▶ Available records:
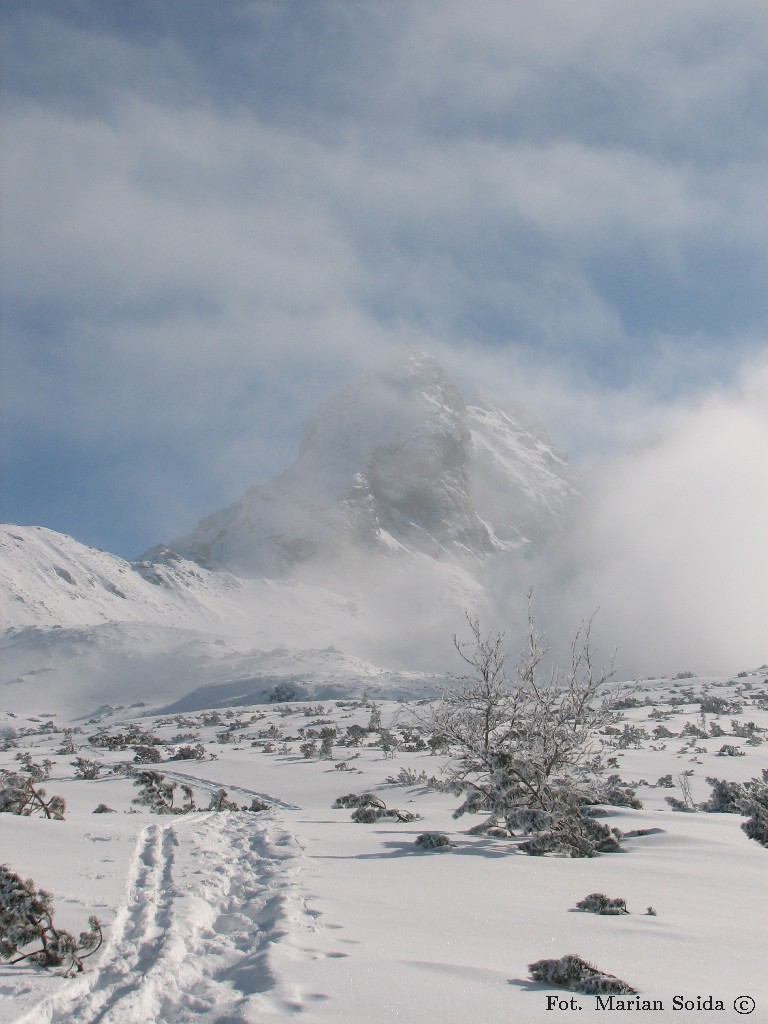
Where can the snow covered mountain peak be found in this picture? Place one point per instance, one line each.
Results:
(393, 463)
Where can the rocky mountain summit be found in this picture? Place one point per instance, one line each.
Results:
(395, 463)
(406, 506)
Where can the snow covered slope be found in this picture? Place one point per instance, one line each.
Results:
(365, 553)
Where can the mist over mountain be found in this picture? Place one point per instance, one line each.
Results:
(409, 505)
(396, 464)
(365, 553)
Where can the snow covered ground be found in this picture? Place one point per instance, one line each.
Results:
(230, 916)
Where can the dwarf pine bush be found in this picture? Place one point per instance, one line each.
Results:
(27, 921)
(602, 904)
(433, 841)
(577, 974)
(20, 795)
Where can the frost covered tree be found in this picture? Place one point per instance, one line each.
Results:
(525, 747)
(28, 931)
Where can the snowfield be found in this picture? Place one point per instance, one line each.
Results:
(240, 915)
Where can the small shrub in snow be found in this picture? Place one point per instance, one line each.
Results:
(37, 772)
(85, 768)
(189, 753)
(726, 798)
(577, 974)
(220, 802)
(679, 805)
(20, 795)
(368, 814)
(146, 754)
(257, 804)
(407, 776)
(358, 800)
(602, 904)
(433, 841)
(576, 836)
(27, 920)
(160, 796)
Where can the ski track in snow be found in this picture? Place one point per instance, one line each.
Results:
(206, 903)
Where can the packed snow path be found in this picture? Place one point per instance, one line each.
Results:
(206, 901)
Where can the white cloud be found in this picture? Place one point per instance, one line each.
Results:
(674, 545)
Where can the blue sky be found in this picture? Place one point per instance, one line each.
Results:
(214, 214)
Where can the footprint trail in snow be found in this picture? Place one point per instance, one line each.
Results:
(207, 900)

==

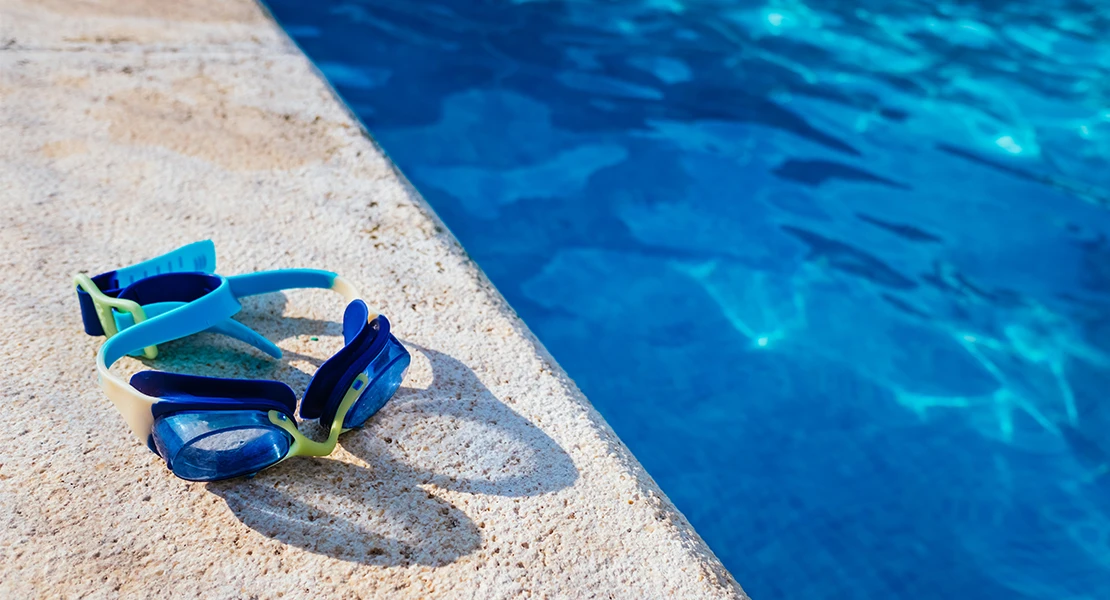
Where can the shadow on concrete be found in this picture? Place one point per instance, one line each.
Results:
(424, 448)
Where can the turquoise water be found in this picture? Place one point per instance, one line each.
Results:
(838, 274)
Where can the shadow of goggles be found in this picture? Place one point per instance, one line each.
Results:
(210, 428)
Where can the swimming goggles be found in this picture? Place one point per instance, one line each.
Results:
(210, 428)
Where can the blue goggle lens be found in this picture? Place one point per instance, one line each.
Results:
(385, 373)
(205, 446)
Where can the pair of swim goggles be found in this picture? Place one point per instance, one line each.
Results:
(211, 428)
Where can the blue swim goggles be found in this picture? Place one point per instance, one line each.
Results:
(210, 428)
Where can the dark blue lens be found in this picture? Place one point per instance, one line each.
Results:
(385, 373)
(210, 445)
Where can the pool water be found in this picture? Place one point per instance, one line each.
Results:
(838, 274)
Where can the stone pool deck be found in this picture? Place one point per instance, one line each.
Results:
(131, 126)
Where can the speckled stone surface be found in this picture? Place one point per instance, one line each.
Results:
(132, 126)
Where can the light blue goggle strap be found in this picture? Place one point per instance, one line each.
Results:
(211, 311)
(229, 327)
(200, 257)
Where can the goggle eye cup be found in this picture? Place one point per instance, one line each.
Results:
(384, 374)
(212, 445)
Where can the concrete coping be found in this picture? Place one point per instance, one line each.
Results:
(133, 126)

...

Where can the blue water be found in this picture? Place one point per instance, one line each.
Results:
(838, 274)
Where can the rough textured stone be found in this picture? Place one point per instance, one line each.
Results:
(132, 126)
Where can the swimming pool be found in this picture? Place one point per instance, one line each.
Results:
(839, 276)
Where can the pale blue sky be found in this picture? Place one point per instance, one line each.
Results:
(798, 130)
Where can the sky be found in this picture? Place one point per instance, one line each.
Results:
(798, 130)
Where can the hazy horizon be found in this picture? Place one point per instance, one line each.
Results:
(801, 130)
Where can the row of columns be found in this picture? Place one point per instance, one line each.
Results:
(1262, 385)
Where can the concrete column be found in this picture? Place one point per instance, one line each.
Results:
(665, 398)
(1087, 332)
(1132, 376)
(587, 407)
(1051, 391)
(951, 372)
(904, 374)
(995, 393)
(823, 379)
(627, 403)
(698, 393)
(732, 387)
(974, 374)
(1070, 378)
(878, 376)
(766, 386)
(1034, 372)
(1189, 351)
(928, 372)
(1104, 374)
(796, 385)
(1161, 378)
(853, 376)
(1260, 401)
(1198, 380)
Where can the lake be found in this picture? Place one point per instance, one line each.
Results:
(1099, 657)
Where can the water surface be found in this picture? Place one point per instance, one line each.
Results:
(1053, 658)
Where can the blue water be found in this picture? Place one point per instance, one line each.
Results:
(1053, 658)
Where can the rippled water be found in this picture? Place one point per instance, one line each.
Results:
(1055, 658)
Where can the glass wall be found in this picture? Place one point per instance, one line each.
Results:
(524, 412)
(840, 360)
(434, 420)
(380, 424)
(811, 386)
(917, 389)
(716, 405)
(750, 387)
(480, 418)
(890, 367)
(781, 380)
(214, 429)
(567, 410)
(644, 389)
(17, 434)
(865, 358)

▶ What is required:
Among the entries above, determine how many lines contain "concrete", then output only that number.

▶ Result:
3